▸ **What to do**:
Copy out the lines word for word, starting with the line that contains "the white sleeve" and continuing through the end of the lines, both ends included.

== Provided entries

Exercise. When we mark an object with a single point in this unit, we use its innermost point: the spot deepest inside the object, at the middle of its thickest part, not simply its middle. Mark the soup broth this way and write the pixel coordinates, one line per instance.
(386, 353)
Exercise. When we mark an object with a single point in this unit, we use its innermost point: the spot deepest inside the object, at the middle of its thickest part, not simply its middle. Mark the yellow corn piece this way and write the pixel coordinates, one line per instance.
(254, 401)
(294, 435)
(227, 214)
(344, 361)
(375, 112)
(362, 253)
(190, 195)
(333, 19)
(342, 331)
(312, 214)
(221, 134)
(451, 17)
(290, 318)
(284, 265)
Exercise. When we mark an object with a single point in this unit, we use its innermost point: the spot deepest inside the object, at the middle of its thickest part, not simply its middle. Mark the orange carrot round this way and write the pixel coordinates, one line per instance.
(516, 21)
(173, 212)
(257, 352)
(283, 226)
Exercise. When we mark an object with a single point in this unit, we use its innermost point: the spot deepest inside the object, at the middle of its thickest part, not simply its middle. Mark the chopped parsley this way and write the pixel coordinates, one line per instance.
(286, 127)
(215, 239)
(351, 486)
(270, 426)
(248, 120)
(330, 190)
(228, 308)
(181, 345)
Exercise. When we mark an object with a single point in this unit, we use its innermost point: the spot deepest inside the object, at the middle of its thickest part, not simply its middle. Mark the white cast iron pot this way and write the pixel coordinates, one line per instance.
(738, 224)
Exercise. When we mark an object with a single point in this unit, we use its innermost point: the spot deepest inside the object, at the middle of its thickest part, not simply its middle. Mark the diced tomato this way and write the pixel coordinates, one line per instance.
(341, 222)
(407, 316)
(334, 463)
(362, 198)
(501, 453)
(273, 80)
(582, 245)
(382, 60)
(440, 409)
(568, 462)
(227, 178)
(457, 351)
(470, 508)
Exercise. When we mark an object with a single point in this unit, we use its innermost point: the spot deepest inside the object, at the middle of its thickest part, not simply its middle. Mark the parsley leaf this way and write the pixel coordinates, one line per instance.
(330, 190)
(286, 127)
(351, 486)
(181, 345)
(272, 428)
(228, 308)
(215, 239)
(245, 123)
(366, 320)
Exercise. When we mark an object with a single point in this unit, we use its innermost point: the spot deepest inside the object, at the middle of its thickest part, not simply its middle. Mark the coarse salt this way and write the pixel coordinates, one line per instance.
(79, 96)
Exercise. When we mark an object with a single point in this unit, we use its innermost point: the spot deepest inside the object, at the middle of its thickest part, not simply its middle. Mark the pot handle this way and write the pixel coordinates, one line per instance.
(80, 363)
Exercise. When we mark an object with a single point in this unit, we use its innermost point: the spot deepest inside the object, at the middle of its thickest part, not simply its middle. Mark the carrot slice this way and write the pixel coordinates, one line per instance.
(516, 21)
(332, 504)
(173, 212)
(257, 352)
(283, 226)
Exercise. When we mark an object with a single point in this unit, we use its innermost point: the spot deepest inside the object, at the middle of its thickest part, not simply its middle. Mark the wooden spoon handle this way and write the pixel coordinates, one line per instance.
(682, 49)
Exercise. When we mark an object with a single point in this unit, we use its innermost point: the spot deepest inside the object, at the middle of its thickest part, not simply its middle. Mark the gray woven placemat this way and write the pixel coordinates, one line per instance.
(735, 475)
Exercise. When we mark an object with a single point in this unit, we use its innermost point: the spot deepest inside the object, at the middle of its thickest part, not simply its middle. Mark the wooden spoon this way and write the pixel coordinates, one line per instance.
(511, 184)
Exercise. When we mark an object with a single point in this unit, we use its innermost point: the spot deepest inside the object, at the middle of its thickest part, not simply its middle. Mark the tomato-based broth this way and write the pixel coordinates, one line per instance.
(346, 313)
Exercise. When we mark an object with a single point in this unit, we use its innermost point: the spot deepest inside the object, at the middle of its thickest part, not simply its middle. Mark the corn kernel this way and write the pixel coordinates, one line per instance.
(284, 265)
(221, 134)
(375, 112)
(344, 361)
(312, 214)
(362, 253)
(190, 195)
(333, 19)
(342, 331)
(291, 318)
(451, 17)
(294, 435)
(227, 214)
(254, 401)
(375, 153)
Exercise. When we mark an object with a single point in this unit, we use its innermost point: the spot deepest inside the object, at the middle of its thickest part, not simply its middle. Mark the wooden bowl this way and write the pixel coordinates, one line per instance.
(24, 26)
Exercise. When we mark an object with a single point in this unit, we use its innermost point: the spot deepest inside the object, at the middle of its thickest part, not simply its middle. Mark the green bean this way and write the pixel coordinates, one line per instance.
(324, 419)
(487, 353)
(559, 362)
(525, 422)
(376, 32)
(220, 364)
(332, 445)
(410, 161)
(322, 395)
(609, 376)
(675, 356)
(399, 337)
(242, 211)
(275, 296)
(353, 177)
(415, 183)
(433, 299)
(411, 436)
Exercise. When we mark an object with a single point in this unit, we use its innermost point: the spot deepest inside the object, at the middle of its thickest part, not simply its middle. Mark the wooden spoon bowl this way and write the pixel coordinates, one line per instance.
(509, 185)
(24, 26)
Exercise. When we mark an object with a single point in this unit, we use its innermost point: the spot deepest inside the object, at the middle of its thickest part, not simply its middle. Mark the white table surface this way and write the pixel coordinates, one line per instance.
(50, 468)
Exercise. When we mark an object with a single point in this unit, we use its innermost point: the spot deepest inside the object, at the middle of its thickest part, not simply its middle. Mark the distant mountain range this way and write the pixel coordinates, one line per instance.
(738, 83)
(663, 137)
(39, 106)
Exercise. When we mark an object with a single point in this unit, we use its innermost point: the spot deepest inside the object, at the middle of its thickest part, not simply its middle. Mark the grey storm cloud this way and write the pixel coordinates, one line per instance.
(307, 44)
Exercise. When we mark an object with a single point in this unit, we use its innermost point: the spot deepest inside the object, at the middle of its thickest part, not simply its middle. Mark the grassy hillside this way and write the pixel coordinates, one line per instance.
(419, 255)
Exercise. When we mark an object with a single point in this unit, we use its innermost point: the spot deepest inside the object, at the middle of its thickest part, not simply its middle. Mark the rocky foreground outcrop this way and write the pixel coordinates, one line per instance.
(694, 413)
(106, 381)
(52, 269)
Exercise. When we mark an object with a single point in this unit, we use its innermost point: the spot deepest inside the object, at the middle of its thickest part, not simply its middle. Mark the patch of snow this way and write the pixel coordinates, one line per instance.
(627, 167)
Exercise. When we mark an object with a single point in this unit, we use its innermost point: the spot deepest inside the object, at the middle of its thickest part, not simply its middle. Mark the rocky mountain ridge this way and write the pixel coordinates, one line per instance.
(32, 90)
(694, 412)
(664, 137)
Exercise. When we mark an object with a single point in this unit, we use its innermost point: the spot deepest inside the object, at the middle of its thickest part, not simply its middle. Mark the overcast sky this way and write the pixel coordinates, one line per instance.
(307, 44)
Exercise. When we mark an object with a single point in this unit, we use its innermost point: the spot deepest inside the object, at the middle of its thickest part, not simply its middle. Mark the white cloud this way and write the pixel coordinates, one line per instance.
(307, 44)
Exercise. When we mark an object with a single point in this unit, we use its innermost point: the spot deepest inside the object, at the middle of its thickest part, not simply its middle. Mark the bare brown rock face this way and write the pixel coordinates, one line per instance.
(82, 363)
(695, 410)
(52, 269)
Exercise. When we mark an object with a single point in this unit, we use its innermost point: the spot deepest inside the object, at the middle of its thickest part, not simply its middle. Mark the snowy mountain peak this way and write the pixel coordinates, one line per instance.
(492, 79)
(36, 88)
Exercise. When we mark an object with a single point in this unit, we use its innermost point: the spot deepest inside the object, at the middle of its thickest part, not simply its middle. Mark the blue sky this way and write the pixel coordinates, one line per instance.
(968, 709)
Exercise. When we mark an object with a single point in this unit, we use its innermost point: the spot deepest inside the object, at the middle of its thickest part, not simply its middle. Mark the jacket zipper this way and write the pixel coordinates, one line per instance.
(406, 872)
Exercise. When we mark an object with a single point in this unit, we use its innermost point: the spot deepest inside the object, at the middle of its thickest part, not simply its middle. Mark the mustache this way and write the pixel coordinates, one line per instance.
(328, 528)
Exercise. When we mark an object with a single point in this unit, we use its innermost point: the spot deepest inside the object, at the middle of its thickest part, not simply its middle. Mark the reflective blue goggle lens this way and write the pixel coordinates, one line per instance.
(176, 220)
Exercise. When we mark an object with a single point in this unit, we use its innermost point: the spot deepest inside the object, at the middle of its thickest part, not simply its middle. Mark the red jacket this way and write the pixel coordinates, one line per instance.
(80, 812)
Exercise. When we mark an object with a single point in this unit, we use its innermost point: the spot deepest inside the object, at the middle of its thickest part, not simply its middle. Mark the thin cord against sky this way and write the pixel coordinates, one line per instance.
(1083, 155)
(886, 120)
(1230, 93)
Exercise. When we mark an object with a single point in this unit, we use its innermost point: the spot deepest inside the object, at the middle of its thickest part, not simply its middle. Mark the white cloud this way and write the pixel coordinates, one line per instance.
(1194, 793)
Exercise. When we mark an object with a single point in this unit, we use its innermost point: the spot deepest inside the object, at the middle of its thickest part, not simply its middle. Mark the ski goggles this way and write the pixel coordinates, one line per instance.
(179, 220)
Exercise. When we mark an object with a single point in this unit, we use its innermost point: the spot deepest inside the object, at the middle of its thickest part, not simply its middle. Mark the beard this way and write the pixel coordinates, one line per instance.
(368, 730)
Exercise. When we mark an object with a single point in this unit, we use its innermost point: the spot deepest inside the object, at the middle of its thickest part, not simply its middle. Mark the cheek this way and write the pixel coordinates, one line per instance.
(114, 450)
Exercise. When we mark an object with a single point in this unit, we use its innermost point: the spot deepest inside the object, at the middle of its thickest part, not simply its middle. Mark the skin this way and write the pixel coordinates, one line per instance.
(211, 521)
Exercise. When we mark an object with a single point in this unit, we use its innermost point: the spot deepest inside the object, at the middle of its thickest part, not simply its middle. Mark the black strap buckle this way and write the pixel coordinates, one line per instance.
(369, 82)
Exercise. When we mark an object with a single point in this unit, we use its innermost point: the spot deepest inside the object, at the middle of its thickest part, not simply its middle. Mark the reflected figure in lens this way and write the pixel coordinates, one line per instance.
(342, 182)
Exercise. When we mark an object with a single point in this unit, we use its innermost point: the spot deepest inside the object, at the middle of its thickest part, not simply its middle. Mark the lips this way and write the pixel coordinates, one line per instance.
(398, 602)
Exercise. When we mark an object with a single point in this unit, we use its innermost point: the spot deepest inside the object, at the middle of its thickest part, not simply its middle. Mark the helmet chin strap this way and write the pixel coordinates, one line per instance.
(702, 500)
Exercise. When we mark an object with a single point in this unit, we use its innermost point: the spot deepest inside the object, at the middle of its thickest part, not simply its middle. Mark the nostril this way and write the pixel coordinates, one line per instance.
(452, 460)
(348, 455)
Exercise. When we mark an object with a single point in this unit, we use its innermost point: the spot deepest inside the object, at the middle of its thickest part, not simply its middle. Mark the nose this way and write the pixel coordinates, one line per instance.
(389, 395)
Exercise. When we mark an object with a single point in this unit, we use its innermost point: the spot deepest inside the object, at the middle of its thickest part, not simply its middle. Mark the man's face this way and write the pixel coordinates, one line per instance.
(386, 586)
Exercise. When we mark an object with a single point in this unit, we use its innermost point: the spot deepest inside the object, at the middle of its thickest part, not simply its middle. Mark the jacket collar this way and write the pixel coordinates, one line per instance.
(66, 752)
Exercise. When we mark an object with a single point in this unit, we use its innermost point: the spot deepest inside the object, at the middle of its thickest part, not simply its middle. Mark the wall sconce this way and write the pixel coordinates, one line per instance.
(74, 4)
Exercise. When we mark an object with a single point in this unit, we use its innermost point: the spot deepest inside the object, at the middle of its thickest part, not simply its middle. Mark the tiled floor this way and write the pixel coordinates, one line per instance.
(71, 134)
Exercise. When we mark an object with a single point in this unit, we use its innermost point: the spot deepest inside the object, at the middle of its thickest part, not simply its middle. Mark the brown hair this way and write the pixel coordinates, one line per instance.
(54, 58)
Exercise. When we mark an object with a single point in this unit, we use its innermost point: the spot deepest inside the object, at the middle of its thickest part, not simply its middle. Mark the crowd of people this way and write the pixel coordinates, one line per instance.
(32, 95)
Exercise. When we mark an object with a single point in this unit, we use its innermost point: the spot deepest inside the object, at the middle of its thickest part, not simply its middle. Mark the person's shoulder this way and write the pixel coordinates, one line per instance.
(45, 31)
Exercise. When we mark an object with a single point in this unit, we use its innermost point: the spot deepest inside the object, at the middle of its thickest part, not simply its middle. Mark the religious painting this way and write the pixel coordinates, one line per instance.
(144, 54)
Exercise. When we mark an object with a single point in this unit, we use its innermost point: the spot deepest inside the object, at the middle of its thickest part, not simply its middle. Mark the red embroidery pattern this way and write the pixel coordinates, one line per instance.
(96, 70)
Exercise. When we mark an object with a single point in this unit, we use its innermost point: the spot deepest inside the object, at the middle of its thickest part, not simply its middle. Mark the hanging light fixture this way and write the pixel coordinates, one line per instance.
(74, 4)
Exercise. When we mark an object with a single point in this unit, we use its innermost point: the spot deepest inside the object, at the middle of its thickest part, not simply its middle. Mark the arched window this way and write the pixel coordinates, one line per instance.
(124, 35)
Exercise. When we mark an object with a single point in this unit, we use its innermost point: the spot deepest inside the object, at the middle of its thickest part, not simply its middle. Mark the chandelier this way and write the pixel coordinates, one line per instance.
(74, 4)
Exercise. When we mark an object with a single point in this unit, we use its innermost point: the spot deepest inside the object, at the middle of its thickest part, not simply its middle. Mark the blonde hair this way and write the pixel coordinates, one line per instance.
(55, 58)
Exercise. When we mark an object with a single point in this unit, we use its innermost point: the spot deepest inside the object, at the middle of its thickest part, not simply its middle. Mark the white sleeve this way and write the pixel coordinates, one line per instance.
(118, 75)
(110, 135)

====

▸ **Reply to the exercise**:
Exercise. When we mark an object with a single point in this unit, we use its innermost point: the spot deepest inside the object, at the middle of its thickest part, not simply its middle. Mark the white sleeve this way and write the pixel coordinates, one line per instance.
(118, 75)
(110, 135)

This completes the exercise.